Exercise: Reproduce the lines below exactly. Skip images.

+ + + + +

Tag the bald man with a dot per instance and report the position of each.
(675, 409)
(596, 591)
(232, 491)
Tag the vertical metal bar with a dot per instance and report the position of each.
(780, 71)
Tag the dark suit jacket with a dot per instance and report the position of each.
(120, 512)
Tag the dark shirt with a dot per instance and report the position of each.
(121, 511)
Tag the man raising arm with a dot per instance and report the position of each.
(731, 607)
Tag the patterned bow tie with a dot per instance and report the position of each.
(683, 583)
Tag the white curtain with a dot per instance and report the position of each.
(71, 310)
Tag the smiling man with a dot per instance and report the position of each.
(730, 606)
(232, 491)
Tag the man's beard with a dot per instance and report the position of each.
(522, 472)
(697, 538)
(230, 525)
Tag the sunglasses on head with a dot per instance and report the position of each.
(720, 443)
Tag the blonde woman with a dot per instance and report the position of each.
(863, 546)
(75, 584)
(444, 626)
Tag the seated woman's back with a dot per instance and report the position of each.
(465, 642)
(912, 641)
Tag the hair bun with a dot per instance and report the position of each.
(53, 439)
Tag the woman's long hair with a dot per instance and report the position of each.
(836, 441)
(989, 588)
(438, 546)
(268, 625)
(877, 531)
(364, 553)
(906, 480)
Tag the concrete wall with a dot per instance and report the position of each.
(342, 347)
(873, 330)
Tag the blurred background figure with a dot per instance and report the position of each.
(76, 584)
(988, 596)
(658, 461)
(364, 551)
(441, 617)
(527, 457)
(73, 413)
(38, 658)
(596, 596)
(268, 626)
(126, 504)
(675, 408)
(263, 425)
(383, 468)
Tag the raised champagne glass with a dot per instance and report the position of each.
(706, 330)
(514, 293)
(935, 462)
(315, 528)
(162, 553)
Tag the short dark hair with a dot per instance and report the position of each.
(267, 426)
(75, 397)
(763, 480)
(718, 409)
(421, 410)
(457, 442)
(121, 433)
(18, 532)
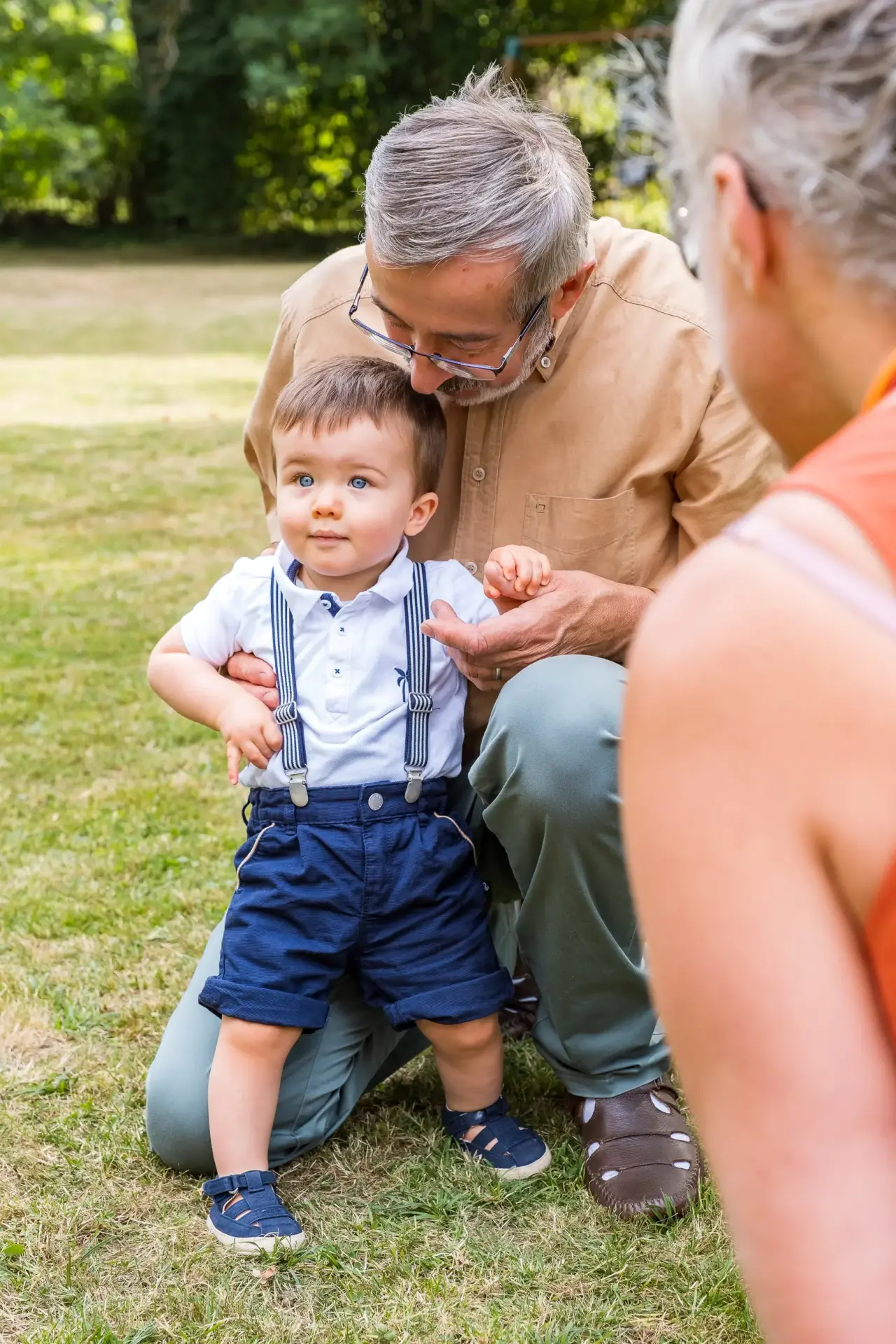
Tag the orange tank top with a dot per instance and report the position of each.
(855, 470)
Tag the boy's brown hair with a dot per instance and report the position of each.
(330, 396)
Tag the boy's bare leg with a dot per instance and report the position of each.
(470, 1062)
(242, 1092)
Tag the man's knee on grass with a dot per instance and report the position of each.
(255, 1040)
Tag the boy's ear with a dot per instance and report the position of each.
(422, 511)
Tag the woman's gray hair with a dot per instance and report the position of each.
(482, 174)
(804, 94)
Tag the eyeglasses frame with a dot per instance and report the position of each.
(435, 358)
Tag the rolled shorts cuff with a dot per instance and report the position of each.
(454, 1004)
(272, 1007)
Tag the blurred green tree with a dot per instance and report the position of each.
(67, 105)
(245, 116)
(326, 81)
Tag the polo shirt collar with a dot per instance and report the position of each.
(393, 585)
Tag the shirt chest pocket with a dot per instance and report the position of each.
(583, 534)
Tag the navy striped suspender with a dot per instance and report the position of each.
(419, 702)
(286, 713)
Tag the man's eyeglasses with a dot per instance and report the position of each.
(449, 366)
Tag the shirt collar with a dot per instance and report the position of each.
(393, 585)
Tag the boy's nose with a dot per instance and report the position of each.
(327, 504)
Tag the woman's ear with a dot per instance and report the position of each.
(422, 511)
(743, 242)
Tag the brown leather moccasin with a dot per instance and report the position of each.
(640, 1152)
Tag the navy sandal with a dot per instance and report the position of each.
(511, 1148)
(248, 1215)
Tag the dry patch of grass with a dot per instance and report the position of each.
(115, 863)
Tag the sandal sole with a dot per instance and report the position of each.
(535, 1168)
(255, 1245)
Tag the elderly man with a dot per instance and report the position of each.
(587, 417)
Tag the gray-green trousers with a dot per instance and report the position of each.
(543, 804)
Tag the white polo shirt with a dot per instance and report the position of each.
(351, 664)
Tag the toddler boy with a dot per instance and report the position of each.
(351, 860)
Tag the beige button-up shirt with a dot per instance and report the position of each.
(624, 451)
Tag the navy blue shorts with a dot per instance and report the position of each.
(365, 882)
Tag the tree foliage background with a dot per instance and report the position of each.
(254, 118)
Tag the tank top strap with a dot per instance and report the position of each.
(817, 565)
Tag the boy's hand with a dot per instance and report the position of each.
(248, 729)
(514, 573)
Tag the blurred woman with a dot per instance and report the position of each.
(760, 769)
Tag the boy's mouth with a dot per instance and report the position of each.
(328, 539)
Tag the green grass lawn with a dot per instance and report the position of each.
(124, 496)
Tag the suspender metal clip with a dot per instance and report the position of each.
(298, 790)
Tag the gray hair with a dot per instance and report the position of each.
(804, 93)
(482, 174)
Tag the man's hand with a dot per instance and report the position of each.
(248, 730)
(255, 676)
(514, 573)
(577, 613)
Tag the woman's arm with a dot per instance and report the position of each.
(757, 968)
(197, 691)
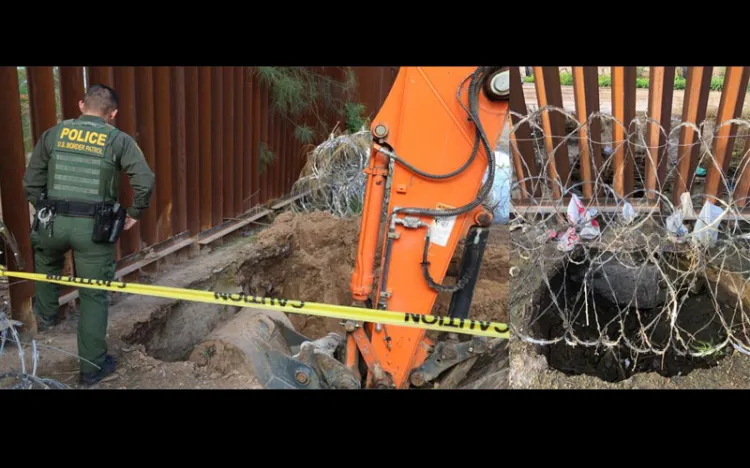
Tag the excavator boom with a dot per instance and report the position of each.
(433, 144)
(429, 178)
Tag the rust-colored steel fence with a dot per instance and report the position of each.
(201, 130)
(642, 121)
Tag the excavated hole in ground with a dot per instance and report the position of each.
(309, 257)
(696, 316)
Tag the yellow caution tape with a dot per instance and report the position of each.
(427, 322)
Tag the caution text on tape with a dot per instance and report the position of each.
(386, 317)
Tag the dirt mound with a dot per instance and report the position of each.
(308, 257)
(312, 256)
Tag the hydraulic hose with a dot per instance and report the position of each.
(475, 86)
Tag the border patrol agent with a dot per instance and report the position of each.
(73, 181)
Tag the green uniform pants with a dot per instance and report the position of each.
(92, 260)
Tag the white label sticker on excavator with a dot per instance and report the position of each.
(442, 227)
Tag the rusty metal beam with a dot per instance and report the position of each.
(589, 167)
(15, 209)
(128, 266)
(217, 145)
(239, 169)
(229, 159)
(179, 153)
(101, 75)
(130, 240)
(42, 105)
(730, 107)
(255, 193)
(248, 128)
(623, 109)
(661, 90)
(292, 160)
(278, 156)
(164, 175)
(192, 119)
(521, 146)
(205, 112)
(548, 91)
(283, 155)
(694, 106)
(144, 95)
(71, 91)
(264, 121)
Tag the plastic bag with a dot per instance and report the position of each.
(709, 213)
(584, 225)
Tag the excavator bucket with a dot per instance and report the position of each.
(268, 347)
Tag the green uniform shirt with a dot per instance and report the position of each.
(128, 157)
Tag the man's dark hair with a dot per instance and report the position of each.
(101, 98)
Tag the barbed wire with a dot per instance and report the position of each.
(642, 271)
(334, 179)
(22, 379)
(333, 175)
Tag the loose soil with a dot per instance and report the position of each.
(308, 257)
(563, 366)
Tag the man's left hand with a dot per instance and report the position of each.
(129, 223)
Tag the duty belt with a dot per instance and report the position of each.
(72, 208)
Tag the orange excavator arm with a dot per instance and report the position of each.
(429, 178)
(433, 143)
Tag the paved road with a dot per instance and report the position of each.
(641, 103)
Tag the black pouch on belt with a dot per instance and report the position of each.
(104, 219)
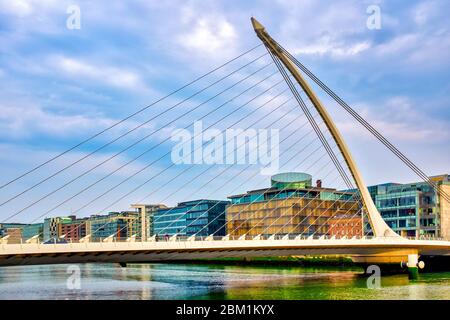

+ + + + +

Answer for the task:
Tag the bald man with a dot per instance and report the position of each.
(675, 409)
(596, 591)
(232, 491)
Tag the vertical metal bar with a dot per instance and report the position of each.
(780, 71)
Tag the dark suit jacket with a dot per instance and report the position of each.
(120, 512)
Tag the dark shirt with a dot per instance and report the position of each.
(121, 511)
Tag the man raising arm with a dot per instance and report the position of each.
(731, 607)
Tag the patterned bow tie with a dot per instance and report the position of each.
(683, 583)
Tag the white curtain with a dot per instance and report the position of each.
(71, 310)
Tag the smiling man with a dot per instance and report the position of each.
(730, 606)
(232, 491)
Tag the man's beard with a dot per instance and report the position of each.
(522, 472)
(697, 538)
(230, 525)
Tag the sunglasses on head with a dot per instance and report the position of each.
(720, 443)
Tag the blonde woman with a dot per instance and report the position of each.
(863, 546)
(75, 584)
(444, 626)
Tag the seated woman's back with a dot per instance and report the position of each.
(465, 642)
(912, 641)
Tag the hair bun with a dot per instance and report the position of each.
(53, 439)
Tag the woman's long hair with a dot per instance and report the position of each.
(836, 441)
(989, 588)
(438, 546)
(268, 625)
(877, 531)
(364, 553)
(906, 480)
Tag the concrete wall with a dot per instance and report the position of each.
(342, 347)
(873, 330)
Tag the blurred background figure with a dot per instance and report the position of each.
(76, 584)
(988, 596)
(658, 461)
(364, 551)
(441, 617)
(527, 457)
(73, 413)
(38, 658)
(596, 596)
(268, 626)
(126, 504)
(675, 408)
(263, 425)
(383, 468)
Tag the raised champagne glass with a dot per instance and report the position of each.
(706, 330)
(514, 293)
(935, 462)
(315, 528)
(162, 553)
Tag the short dark hair with a dot per instance and report the position of each.
(267, 426)
(75, 397)
(763, 480)
(718, 409)
(421, 410)
(457, 442)
(121, 433)
(18, 532)
Tag the orange tank top with a dot per instance and report the position of each.
(855, 470)
Tag the boy's brown hair with a dot per instance and report the position of each.
(330, 396)
Tag the boy's bare leg with a dot per instance and report the position of each.
(470, 1062)
(242, 1092)
Tag the man's knee on grass with a dot per instance and report the position of each.
(255, 1040)
Tag the boy's ear with a dot per instance and report the position of each.
(422, 511)
Tag the woman's gray hair with a dot per instance and report the position of each.
(482, 174)
(804, 94)
Tag the eyeglasses frame with a dot per instance and report the position of each.
(435, 358)
Tag the rolled shorts cuff with a dot per instance and report the position of each.
(454, 1004)
(272, 1007)
Tag the blurred green tree with a dot per instance and report the position of each.
(67, 105)
(245, 116)
(326, 81)
Tag the polo shirt collar with a dot per instance and report the position of each.
(393, 585)
Tag the shirt chest pocket with a dot per instance and report the position of each.
(583, 534)
Tag the navy striped suspender with a dot per instance and report the position of each.
(419, 702)
(286, 713)
Tag the man's eyeglasses with a dot per instance and report the position of each.
(449, 366)
Tag the shirt collar with a dot per instance and report the position of each.
(393, 585)
Tag the boy's nose with a dot per instance and report the position of each.
(327, 504)
Tag the woman's ear with a dot per instance and report the position of each.
(422, 511)
(743, 242)
Tag the brown leather moccasin with a dot per instance and report the position of each.
(640, 1152)
Tag the navy sandal with a dot per instance and report the position of each.
(511, 1148)
(248, 1215)
Tag the dry patch of grass with a dot per instance and report the position of each.
(115, 863)
Tag the sandal sole with a dot per instance and report the position of each.
(535, 1168)
(255, 1245)
Tag the elderly man with a dot per instance and report the position of each.
(587, 417)
Tag the gray-green trousers with a dot per instance and report the position of each.
(543, 804)
Tag the white polo shirt with a dot per instance and report the position of each.
(351, 664)
Tag the toddler boy with a dot per instance and report the position of each.
(351, 860)
Tag the beige button-up shirt with a dot per instance and report the position of each.
(624, 451)
Tag the navy blue shorts with a dot per instance and report the position of each.
(365, 882)
Tag the tree foliage background with a dot per instance and report the position of each.
(254, 118)
Tag the tank top strap with a dot per instance and report the position of each.
(817, 565)
Tag the boy's hand with a dot per instance and report the position of each.
(248, 729)
(514, 573)
Tag the blurred woman with a dot per instance and report the position of each.
(760, 769)
Tag the boy's mouth with a dot per instance and report the position of each.
(328, 539)
Tag the green grass lawn with a dot per instance and report the position of each.
(124, 496)
Tag the suspender metal clip with a dot per instance and report the position of each.
(298, 790)
Tag the gray hair with a dot per instance and report the position of each.
(804, 93)
(482, 174)
Tag the man's hand with a dot per instance and report the position of each.
(248, 730)
(255, 676)
(514, 573)
(577, 613)
Tag the woman's arm with a dot per instance and report the position of each.
(757, 968)
(197, 691)
Tag the excavator boom with a dot per instance and report the position of each.
(433, 144)
(429, 178)
Tag the rust-colored steel fence with a dot per instance and report the position of each.
(201, 130)
(642, 121)
Tag the excavated hole in ground with a dot per instance and report the position of each.
(309, 257)
(696, 316)
Tag the yellow caution tape with a dot per instance and report the position of each.
(427, 322)
Tag the caution text on tape with a dot per instance and report the position of each.
(386, 317)
Tag the dirt mound with a dot per instance and report the position of each.
(308, 257)
(312, 256)
Tag the hydraulic hose with a dot per instance and report the position of each.
(475, 86)
Tag the border patrol agent with a dot per instance and report the position of each.
(73, 181)
Tag the green uniform pants with a dot per instance and report the position of each.
(92, 260)
Tag the white label sticker on excavator with a dot per instance and report the position of each.
(442, 227)
Tag the rusty metal beam with a dot per instance and report the position of each.
(589, 167)
(15, 209)
(128, 266)
(217, 145)
(239, 169)
(229, 159)
(179, 153)
(101, 75)
(130, 240)
(42, 105)
(730, 107)
(255, 193)
(248, 128)
(623, 109)
(661, 90)
(292, 160)
(278, 156)
(164, 175)
(192, 119)
(521, 146)
(205, 112)
(548, 91)
(283, 155)
(694, 106)
(144, 95)
(71, 91)
(264, 121)
Tag the plastic bag with a dot per instance and report the position of each.
(709, 213)
(584, 225)
Tag the excavator bucket with a dot per instance and report the position of each.
(268, 347)
Tag the green uniform shirt with a dot per instance and report the position of each.
(128, 157)
Tag the man's dark hair with a dot per instance and report the position of each.
(101, 98)
Tag the barbed wire with a dot per instance and report the position of each.
(642, 271)
(334, 179)
(22, 379)
(333, 175)
Tag the loose soil with a dot per instance and report the position of each.
(308, 257)
(563, 366)
Tag the man's left hand with a dot per instance and report the position of each.
(129, 223)
Tag the duty belt with a dot per instance and report the position of each.
(72, 208)
Tag the orange excavator arm with a dot per instance and report the position of each.
(429, 178)
(433, 143)
Tag the paved road with a dot per instance and report the position of each.
(641, 103)
Tag the black pouch on belt with a dot per instance and report the position of each.
(104, 219)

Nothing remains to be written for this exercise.